— Begin —

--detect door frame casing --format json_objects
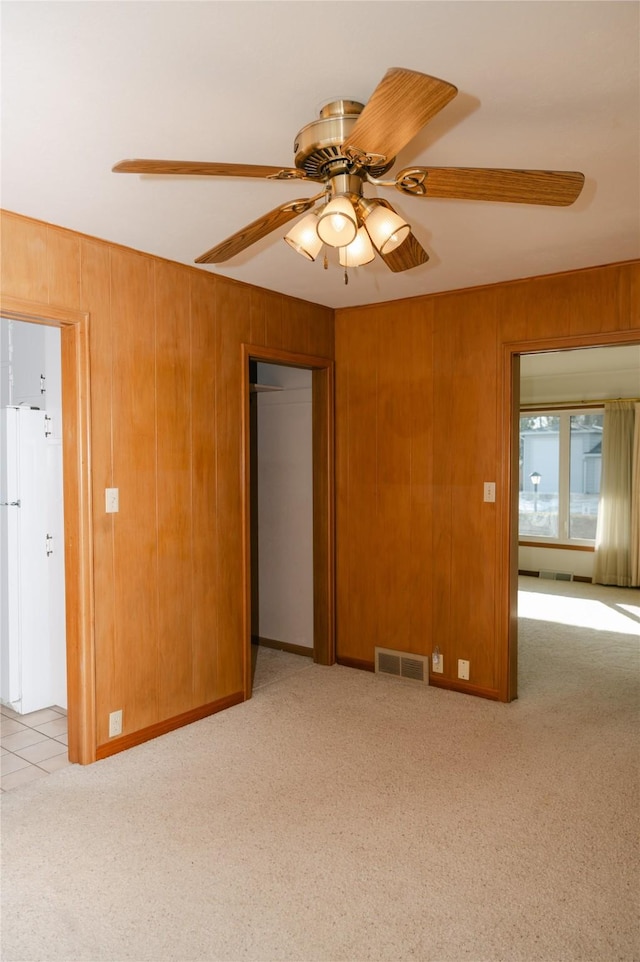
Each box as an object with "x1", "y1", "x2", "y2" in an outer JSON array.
[
  {"x1": 241, "y1": 344, "x2": 336, "y2": 698},
  {"x1": 497, "y1": 330, "x2": 640, "y2": 701},
  {"x1": 0, "y1": 293, "x2": 96, "y2": 765}
]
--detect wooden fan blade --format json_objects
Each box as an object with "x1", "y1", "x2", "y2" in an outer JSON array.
[
  {"x1": 343, "y1": 67, "x2": 458, "y2": 163},
  {"x1": 195, "y1": 195, "x2": 322, "y2": 264},
  {"x1": 396, "y1": 167, "x2": 584, "y2": 207},
  {"x1": 380, "y1": 234, "x2": 429, "y2": 274},
  {"x1": 112, "y1": 160, "x2": 307, "y2": 180}
]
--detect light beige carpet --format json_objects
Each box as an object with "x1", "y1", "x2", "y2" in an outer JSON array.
[{"x1": 2, "y1": 579, "x2": 640, "y2": 962}]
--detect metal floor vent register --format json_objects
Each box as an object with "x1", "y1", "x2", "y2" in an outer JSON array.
[
  {"x1": 375, "y1": 648, "x2": 429, "y2": 685},
  {"x1": 538, "y1": 571, "x2": 573, "y2": 581}
]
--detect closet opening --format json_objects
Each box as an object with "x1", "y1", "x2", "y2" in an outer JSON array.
[{"x1": 243, "y1": 345, "x2": 335, "y2": 697}]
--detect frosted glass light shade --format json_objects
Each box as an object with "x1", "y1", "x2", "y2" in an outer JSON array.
[
  {"x1": 284, "y1": 214, "x2": 322, "y2": 261},
  {"x1": 338, "y1": 227, "x2": 376, "y2": 267},
  {"x1": 365, "y1": 204, "x2": 411, "y2": 254},
  {"x1": 318, "y1": 196, "x2": 358, "y2": 247}
]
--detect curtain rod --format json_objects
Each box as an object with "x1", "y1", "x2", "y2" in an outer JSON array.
[{"x1": 520, "y1": 397, "x2": 640, "y2": 411}]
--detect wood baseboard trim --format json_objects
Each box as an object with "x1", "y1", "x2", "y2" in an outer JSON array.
[
  {"x1": 251, "y1": 635, "x2": 313, "y2": 658},
  {"x1": 336, "y1": 658, "x2": 376, "y2": 671},
  {"x1": 96, "y1": 691, "x2": 244, "y2": 761},
  {"x1": 429, "y1": 674, "x2": 500, "y2": 701}
]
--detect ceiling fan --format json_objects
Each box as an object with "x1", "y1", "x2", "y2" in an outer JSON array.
[{"x1": 113, "y1": 67, "x2": 584, "y2": 280}]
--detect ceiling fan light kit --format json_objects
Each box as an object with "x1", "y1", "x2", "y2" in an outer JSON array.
[
  {"x1": 338, "y1": 227, "x2": 376, "y2": 267},
  {"x1": 113, "y1": 67, "x2": 584, "y2": 281},
  {"x1": 284, "y1": 211, "x2": 322, "y2": 261},
  {"x1": 317, "y1": 194, "x2": 358, "y2": 247}
]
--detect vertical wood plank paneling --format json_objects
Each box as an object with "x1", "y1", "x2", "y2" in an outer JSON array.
[
  {"x1": 47, "y1": 227, "x2": 81, "y2": 308},
  {"x1": 309, "y1": 305, "x2": 335, "y2": 357},
  {"x1": 251, "y1": 290, "x2": 266, "y2": 346},
  {"x1": 405, "y1": 301, "x2": 434, "y2": 653},
  {"x1": 431, "y1": 298, "x2": 457, "y2": 677},
  {"x1": 215, "y1": 281, "x2": 251, "y2": 694},
  {"x1": 155, "y1": 261, "x2": 194, "y2": 718},
  {"x1": 335, "y1": 311, "x2": 355, "y2": 658},
  {"x1": 109, "y1": 248, "x2": 158, "y2": 734},
  {"x1": 191, "y1": 274, "x2": 223, "y2": 705},
  {"x1": 265, "y1": 294, "x2": 285, "y2": 347},
  {"x1": 336, "y1": 310, "x2": 381, "y2": 662},
  {"x1": 372, "y1": 310, "x2": 413, "y2": 651},
  {"x1": 81, "y1": 240, "x2": 115, "y2": 744},
  {"x1": 0, "y1": 211, "x2": 49, "y2": 304},
  {"x1": 448, "y1": 288, "x2": 497, "y2": 689}
]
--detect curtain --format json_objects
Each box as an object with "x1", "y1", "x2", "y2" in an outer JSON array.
[
  {"x1": 592, "y1": 401, "x2": 638, "y2": 588},
  {"x1": 631, "y1": 404, "x2": 640, "y2": 587}
]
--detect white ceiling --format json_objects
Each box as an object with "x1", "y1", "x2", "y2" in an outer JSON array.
[{"x1": 1, "y1": 0, "x2": 640, "y2": 307}]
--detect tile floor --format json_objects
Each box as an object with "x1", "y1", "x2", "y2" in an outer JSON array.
[{"x1": 0, "y1": 705, "x2": 70, "y2": 792}]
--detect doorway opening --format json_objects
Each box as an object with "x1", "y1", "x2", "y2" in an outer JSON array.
[
  {"x1": 0, "y1": 317, "x2": 67, "y2": 715},
  {"x1": 505, "y1": 334, "x2": 640, "y2": 700},
  {"x1": 243, "y1": 345, "x2": 335, "y2": 698},
  {"x1": 0, "y1": 296, "x2": 96, "y2": 765}
]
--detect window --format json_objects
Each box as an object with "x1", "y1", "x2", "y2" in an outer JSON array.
[{"x1": 519, "y1": 409, "x2": 604, "y2": 545}]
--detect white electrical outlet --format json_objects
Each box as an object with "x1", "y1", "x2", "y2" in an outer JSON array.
[
  {"x1": 484, "y1": 481, "x2": 496, "y2": 501},
  {"x1": 109, "y1": 709, "x2": 122, "y2": 738}
]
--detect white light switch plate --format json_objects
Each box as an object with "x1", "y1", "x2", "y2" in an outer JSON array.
[{"x1": 104, "y1": 488, "x2": 120, "y2": 514}]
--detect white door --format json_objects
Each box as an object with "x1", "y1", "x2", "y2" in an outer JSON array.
[{"x1": 0, "y1": 406, "x2": 66, "y2": 714}]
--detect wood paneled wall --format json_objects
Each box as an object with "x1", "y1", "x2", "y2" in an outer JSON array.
[
  {"x1": 336, "y1": 263, "x2": 640, "y2": 700},
  {"x1": 0, "y1": 212, "x2": 334, "y2": 761}
]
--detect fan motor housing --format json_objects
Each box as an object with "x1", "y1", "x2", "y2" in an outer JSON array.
[{"x1": 293, "y1": 100, "x2": 395, "y2": 180}]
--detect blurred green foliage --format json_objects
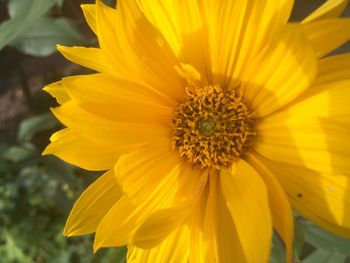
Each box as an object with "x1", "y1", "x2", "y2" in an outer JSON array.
[
  {"x1": 0, "y1": 0, "x2": 350, "y2": 263},
  {"x1": 0, "y1": 113, "x2": 125, "y2": 263}
]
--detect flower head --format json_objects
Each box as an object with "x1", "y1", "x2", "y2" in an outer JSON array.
[{"x1": 45, "y1": 0, "x2": 350, "y2": 263}]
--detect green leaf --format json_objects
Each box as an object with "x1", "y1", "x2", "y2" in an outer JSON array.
[
  {"x1": 17, "y1": 112, "x2": 58, "y2": 143},
  {"x1": 1, "y1": 144, "x2": 36, "y2": 162},
  {"x1": 302, "y1": 249, "x2": 346, "y2": 263},
  {"x1": 270, "y1": 233, "x2": 286, "y2": 263},
  {"x1": 299, "y1": 219, "x2": 350, "y2": 256},
  {"x1": 11, "y1": 17, "x2": 84, "y2": 56},
  {"x1": 0, "y1": 0, "x2": 59, "y2": 50},
  {"x1": 115, "y1": 247, "x2": 128, "y2": 263}
]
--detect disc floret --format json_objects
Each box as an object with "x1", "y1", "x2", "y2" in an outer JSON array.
[{"x1": 173, "y1": 86, "x2": 255, "y2": 169}]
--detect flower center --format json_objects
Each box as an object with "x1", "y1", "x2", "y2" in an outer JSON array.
[{"x1": 172, "y1": 86, "x2": 255, "y2": 169}]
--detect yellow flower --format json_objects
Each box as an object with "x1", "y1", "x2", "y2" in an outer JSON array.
[{"x1": 45, "y1": 0, "x2": 350, "y2": 263}]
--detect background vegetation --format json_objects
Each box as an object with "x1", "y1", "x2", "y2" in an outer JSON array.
[{"x1": 0, "y1": 0, "x2": 350, "y2": 263}]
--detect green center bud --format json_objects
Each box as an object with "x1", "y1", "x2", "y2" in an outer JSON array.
[{"x1": 197, "y1": 118, "x2": 215, "y2": 136}]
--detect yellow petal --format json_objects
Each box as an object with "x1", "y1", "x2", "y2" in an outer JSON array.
[
  {"x1": 62, "y1": 74, "x2": 173, "y2": 125},
  {"x1": 254, "y1": 81, "x2": 350, "y2": 174},
  {"x1": 94, "y1": 196, "x2": 138, "y2": 251},
  {"x1": 313, "y1": 54, "x2": 350, "y2": 86},
  {"x1": 132, "y1": 204, "x2": 194, "y2": 249},
  {"x1": 220, "y1": 160, "x2": 273, "y2": 263},
  {"x1": 43, "y1": 81, "x2": 70, "y2": 105},
  {"x1": 52, "y1": 101, "x2": 170, "y2": 146},
  {"x1": 127, "y1": 225, "x2": 190, "y2": 263},
  {"x1": 241, "y1": 25, "x2": 316, "y2": 116},
  {"x1": 43, "y1": 129, "x2": 129, "y2": 171},
  {"x1": 302, "y1": 18, "x2": 350, "y2": 57},
  {"x1": 136, "y1": 0, "x2": 211, "y2": 84},
  {"x1": 303, "y1": 0, "x2": 349, "y2": 23},
  {"x1": 202, "y1": 0, "x2": 293, "y2": 83},
  {"x1": 64, "y1": 171, "x2": 122, "y2": 236},
  {"x1": 57, "y1": 45, "x2": 113, "y2": 73},
  {"x1": 94, "y1": 159, "x2": 206, "y2": 250},
  {"x1": 136, "y1": 0, "x2": 203, "y2": 58},
  {"x1": 80, "y1": 4, "x2": 97, "y2": 35},
  {"x1": 260, "y1": 157, "x2": 350, "y2": 230},
  {"x1": 94, "y1": 171, "x2": 197, "y2": 251},
  {"x1": 248, "y1": 154, "x2": 294, "y2": 262},
  {"x1": 189, "y1": 173, "x2": 247, "y2": 263},
  {"x1": 97, "y1": 1, "x2": 184, "y2": 101},
  {"x1": 115, "y1": 139, "x2": 207, "y2": 206}
]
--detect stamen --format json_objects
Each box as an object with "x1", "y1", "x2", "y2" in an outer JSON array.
[{"x1": 173, "y1": 86, "x2": 255, "y2": 169}]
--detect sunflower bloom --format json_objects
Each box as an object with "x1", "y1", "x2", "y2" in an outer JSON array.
[{"x1": 44, "y1": 0, "x2": 350, "y2": 263}]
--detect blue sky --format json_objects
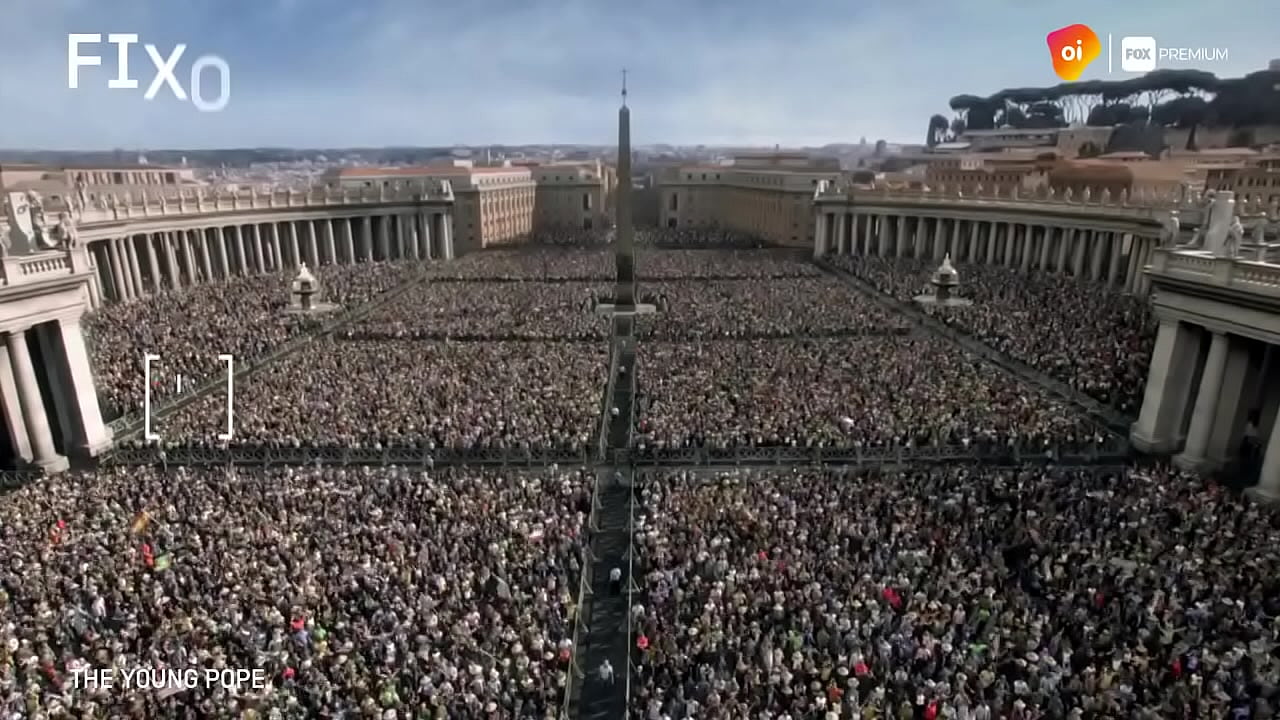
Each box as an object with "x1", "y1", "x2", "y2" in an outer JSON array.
[{"x1": 0, "y1": 0, "x2": 1280, "y2": 150}]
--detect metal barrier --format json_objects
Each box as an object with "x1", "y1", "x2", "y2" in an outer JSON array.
[
  {"x1": 815, "y1": 260, "x2": 1134, "y2": 436},
  {"x1": 611, "y1": 438, "x2": 1129, "y2": 466},
  {"x1": 101, "y1": 446, "x2": 594, "y2": 469},
  {"x1": 559, "y1": 471, "x2": 600, "y2": 720},
  {"x1": 108, "y1": 265, "x2": 431, "y2": 439},
  {"x1": 0, "y1": 470, "x2": 45, "y2": 492},
  {"x1": 623, "y1": 473, "x2": 640, "y2": 716},
  {"x1": 595, "y1": 341, "x2": 624, "y2": 462}
]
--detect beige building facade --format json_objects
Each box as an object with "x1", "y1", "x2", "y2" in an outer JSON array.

— End —

■ **Short exercise**: Can you put the lines of the material into a numbered list, starting at the line containing "--detect sunflower bloom" and ending at the last line of the material, with blank lines skipped and the pictures left out?

■ **Task output**:
1. --detect sunflower bloom --format json_objects
2. Each box as an object with "x1", "y1", "x2", "y2" in an outer JSON array.
3. [{"x1": 44, "y1": 0, "x2": 350, "y2": 263}]
4. --detect blue sky --format json_objects
5. Each box as an object with "x1", "y1", "x2", "y2" in an outer JSON array.
6. [{"x1": 0, "y1": 0, "x2": 1280, "y2": 150}]
7. --detect metal barrier --format json_objects
8. Each box as an object with "x1", "y1", "x2", "y2" in an outer JSON array.
9. [
10.   {"x1": 815, "y1": 260, "x2": 1134, "y2": 436},
11.   {"x1": 611, "y1": 438, "x2": 1129, "y2": 466},
12.   {"x1": 101, "y1": 446, "x2": 594, "y2": 469},
13.   {"x1": 559, "y1": 471, "x2": 600, "y2": 720},
14.   {"x1": 108, "y1": 265, "x2": 431, "y2": 439},
15.   {"x1": 0, "y1": 470, "x2": 45, "y2": 492},
16.   {"x1": 623, "y1": 473, "x2": 640, "y2": 716},
17.   {"x1": 595, "y1": 341, "x2": 624, "y2": 462}
18. ]
19. --detect beige building facade --format json_objects
20. Each box as an object with "x1", "y1", "x2", "y2" in an outer JSON array.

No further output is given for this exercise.